Exercise input:
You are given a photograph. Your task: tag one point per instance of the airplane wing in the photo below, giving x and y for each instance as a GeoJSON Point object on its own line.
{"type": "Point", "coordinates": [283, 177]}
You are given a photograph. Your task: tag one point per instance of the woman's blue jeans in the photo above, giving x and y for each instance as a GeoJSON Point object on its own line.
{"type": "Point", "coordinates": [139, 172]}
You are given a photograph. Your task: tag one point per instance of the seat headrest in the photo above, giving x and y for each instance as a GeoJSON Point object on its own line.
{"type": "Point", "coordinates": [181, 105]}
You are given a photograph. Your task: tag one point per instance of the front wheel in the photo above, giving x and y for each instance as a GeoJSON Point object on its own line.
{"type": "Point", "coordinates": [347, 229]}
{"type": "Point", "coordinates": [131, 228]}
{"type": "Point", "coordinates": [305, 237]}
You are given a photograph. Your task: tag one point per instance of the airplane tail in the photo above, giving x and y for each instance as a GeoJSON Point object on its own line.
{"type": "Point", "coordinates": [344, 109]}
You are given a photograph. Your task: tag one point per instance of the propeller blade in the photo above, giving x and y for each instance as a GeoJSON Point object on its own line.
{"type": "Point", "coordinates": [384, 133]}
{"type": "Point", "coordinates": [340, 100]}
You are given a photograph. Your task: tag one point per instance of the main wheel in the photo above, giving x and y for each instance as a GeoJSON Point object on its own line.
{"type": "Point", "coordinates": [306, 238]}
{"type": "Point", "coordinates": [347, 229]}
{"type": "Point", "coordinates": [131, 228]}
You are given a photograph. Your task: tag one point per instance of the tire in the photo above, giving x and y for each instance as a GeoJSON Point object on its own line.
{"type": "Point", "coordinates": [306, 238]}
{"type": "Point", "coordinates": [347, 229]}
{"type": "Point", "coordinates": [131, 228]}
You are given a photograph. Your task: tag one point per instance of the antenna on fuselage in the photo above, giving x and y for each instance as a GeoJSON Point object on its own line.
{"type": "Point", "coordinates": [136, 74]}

Try it: Nothing in the data may be omitted; transcribe it exactly.

Expected output:
You are given a photograph. Your task: tag one point per instance of the airplane wing in the photo below, giving x and y for each instance as a GeoJSON Point object on its own line.
{"type": "Point", "coordinates": [283, 177]}
You are given a photograph. Your task: tag one point per instance of the woman's blue jeans in the photo above, giving x and y for each instance as a GeoJSON Point object on its own line.
{"type": "Point", "coordinates": [139, 172]}
You are given a photograph. Your task: tag one point per instance of the seat headrest in the photo above, giving x and y for each instance as a GeoJSON Point object on its own line.
{"type": "Point", "coordinates": [181, 105]}
You are given a photograph. Your task: tag one point per instance of the front wheel in the photo above, giving x and y for each instance as a GeoJSON Point object on its own line.
{"type": "Point", "coordinates": [347, 229]}
{"type": "Point", "coordinates": [131, 228]}
{"type": "Point", "coordinates": [305, 237]}
You are given a photograph. Your task: tag one point per instance of the airplane tail in the photo above, giving x and y for each instance as a GeoJSON Point object on its own line.
{"type": "Point", "coordinates": [344, 109]}
You are given a photograph. Your task: tag one point per instance of the propeller blade in the photo above, giving x and y for each instance as a GeoJSON Point object on its own line.
{"type": "Point", "coordinates": [384, 133]}
{"type": "Point", "coordinates": [340, 100]}
You are given a photograph. Your task: tag one point per instance of the main wheel in the photo above, giving x and y for each instance as a GeoJSON Point object on its own line.
{"type": "Point", "coordinates": [306, 238]}
{"type": "Point", "coordinates": [347, 229]}
{"type": "Point", "coordinates": [131, 228]}
You are given a photograph. Your task: tag one point per instance of the tire in the photo above, giving x and y for each instance as a GeoJSON Point object on its own line.
{"type": "Point", "coordinates": [306, 238]}
{"type": "Point", "coordinates": [347, 229]}
{"type": "Point", "coordinates": [131, 228]}
You are given a photograph. Your task: tag one point per instance of the antenna on fuselage in the photo above, giving x and y for each instance as a GeoJSON Point object on its own line.
{"type": "Point", "coordinates": [136, 74]}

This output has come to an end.